***** DOCUMENT SEGMENT *****

[<prev] [next>] [<thread-prev] [thread-next>] [day] [month] [year] [list]
Message-Id: <1345443532-3707-9-git-send-email-kaber@trash.net>
Date: Mon, 20 Aug 2012 08:18:49 +0200
From: Patrick McHardy <kaber@...sh.net>
To: Florian.Westphal@...hos.com
Cc: netdev@...r.kernel.org, netfilter-devel@...r.kernel.org
Subject: [PATCH 08/11] netlink: implement memory mapped recvmsg()
Signed-off-by: Patrick McHardy <kaber@...sh.net>
---
include/linux/netlink.h | 2 +
net/netlink/af_netlink.c | 145 ++++++++++++++++++++++++++++++++++++++++++++-
2 files changed, 143 insertions(+), 4 deletions(-)
diff --git a/include/linux/netlink.h b/include/linux/netlink.h
index 98754e8..144ef3a 100644
--- a/include/linux/netlink.h
+++ b/include/linux/netlink.h
@@ -232,6 +232,8 @@ extern void __netlink_clear_multicast_users(struct sock *sk, unsigned int group)

*****

» REQUIRED WORK
a. Using the patch message above, say whether each statement agrees with it, answering yes or no and quoting the words that decide it: (i) The patch changes two files. (ii) The netdev list is the main addressee rather than a copy recipient. (iii) This patch is the eighth in a series of eleven.
b. According to its subject line, what does the patch message implement for netlink?

***** INFORMATION SHOWN *****

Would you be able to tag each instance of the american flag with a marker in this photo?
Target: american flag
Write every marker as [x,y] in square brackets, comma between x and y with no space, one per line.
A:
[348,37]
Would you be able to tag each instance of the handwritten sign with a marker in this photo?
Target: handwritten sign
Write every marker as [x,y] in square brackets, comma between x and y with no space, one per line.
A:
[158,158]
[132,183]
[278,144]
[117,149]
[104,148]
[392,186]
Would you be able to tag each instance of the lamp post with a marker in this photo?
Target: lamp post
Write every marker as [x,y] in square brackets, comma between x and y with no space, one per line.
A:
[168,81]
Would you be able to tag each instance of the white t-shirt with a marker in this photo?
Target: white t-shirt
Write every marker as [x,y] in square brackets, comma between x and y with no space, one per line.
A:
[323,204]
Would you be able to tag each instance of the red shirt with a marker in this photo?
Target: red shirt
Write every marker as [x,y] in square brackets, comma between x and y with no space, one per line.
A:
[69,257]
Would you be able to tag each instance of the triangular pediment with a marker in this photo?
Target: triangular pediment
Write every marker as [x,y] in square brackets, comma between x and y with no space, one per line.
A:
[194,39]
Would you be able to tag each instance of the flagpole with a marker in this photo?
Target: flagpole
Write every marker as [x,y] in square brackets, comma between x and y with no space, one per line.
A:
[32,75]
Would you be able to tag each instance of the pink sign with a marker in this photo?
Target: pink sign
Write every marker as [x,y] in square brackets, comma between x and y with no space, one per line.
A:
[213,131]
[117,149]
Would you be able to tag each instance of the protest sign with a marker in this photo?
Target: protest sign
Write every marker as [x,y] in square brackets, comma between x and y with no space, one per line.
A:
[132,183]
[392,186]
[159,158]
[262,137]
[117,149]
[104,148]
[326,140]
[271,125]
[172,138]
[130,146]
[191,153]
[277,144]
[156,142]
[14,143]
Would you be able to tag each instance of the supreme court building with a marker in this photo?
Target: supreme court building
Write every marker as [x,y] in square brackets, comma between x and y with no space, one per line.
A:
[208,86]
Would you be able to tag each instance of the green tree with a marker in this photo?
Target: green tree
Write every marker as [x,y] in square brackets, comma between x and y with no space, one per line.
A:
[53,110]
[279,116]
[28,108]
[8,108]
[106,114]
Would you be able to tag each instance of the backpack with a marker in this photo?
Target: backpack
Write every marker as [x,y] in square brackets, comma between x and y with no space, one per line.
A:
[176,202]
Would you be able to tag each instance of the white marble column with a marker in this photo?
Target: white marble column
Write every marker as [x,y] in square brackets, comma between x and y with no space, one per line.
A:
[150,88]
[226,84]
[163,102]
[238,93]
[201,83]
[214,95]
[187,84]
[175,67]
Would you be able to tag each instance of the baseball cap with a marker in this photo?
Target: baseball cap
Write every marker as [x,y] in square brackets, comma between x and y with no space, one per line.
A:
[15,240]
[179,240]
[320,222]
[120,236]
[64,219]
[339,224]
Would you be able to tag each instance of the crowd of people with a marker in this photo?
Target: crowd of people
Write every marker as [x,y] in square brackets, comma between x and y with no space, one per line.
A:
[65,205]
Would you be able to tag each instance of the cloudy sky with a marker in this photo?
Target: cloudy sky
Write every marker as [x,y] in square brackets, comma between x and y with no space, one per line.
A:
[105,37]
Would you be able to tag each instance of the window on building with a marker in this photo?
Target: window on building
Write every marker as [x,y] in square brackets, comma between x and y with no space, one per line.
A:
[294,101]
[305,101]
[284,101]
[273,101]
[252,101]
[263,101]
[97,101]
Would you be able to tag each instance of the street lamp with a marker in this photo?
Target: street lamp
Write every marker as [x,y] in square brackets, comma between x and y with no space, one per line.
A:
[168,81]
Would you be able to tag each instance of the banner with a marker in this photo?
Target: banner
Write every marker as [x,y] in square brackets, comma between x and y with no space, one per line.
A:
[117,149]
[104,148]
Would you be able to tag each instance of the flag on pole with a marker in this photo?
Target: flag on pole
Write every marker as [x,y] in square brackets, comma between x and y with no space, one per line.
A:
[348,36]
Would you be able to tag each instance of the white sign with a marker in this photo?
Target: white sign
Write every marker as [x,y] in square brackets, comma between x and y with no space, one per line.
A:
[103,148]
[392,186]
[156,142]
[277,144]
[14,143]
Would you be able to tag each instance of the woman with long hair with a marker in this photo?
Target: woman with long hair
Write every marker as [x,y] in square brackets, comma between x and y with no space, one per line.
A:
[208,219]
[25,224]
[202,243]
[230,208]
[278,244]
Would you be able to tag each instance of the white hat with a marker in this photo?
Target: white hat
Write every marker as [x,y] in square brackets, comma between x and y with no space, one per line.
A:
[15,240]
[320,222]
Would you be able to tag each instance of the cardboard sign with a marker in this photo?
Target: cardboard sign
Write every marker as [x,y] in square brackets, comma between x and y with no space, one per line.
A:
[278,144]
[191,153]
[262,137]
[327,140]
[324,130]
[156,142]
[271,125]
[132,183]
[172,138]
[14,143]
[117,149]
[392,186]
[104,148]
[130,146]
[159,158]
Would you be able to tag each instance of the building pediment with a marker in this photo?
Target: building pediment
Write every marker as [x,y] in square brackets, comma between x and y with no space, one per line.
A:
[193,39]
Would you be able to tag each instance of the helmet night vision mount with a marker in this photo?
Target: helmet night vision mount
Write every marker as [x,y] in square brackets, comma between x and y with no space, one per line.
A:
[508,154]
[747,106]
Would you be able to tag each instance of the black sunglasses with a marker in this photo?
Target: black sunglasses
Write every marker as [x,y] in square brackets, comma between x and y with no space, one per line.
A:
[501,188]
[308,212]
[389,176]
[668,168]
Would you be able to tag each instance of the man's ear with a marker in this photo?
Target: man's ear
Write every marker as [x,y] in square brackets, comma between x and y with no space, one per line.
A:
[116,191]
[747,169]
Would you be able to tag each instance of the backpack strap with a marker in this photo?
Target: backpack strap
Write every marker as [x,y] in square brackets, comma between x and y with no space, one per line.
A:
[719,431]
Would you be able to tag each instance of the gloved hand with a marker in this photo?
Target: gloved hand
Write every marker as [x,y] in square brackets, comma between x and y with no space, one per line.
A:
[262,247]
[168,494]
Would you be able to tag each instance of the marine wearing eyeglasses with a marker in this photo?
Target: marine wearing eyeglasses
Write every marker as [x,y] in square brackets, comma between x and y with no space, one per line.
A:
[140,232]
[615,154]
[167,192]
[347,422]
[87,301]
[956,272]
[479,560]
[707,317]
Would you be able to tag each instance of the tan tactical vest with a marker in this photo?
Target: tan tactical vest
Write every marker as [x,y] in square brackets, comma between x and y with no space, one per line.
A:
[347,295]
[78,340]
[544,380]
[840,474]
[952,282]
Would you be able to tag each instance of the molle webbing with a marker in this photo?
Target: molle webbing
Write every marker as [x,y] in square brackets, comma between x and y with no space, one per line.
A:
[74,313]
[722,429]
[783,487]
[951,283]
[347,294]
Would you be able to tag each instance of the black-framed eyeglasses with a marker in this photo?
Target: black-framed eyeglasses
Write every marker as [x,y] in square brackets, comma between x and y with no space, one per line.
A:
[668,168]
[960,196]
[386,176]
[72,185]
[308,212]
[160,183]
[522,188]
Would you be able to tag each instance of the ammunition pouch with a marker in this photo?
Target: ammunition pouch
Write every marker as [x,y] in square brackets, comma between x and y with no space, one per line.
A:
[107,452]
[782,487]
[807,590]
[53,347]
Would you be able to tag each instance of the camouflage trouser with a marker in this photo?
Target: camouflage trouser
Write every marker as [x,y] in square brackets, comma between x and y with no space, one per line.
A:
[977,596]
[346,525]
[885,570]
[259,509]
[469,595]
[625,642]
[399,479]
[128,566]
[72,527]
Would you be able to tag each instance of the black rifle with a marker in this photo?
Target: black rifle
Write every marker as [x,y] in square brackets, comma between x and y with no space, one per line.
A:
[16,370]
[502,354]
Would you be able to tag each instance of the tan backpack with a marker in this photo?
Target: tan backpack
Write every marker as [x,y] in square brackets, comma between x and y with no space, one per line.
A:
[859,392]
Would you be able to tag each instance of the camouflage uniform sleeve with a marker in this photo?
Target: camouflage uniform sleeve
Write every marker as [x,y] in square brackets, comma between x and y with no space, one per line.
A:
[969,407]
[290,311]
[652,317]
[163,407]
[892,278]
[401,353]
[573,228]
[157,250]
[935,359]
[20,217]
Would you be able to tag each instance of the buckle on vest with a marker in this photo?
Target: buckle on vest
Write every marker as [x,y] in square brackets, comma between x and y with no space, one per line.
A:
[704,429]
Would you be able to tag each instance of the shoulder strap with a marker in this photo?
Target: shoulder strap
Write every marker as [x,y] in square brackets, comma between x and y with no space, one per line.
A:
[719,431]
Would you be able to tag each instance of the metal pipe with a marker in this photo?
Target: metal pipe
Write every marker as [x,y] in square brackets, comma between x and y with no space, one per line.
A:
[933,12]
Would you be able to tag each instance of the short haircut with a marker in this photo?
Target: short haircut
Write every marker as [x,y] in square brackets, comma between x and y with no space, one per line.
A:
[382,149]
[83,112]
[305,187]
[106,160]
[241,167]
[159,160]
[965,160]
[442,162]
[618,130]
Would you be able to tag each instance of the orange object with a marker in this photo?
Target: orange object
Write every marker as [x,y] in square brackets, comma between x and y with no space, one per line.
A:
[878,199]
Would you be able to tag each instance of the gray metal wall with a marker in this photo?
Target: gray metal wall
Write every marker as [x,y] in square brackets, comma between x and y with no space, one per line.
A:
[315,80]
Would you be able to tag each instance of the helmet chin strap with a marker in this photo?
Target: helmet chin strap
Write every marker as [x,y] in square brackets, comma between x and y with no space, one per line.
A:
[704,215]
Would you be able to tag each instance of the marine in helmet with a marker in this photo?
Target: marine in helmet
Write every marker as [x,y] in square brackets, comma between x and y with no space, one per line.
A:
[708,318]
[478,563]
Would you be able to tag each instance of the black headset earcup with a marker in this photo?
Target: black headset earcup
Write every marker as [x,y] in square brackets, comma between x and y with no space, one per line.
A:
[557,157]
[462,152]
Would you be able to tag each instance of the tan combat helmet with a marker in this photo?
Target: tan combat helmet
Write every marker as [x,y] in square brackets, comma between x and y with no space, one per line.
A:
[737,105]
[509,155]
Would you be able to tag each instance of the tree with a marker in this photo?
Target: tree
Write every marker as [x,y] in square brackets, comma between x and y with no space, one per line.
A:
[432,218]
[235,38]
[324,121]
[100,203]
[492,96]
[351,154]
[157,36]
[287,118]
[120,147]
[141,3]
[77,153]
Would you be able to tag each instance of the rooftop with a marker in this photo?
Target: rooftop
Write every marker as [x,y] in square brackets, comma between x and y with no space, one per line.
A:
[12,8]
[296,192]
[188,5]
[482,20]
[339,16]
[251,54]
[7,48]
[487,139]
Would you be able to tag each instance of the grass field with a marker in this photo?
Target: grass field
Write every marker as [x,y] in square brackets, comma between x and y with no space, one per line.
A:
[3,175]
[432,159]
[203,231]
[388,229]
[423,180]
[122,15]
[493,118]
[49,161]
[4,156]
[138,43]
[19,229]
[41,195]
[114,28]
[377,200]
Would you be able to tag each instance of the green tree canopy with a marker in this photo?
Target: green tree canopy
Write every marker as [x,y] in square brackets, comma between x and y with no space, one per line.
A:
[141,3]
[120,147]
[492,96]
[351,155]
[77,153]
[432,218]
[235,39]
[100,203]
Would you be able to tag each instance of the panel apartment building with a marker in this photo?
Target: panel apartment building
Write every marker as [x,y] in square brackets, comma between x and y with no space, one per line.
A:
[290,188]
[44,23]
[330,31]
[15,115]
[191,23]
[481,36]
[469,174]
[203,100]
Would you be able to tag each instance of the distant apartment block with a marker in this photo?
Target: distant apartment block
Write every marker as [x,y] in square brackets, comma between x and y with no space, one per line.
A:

*****

» LIST OF SOLUTIONS
a. (i) Yes: "2 files changed". (ii) No: "To: Florian.Westphal@...hos.com" and "Cc: netdev@...r.kernel.org". (iii) Yes: "[PATCH 08/11]".

b. Memory mapped recvmsg().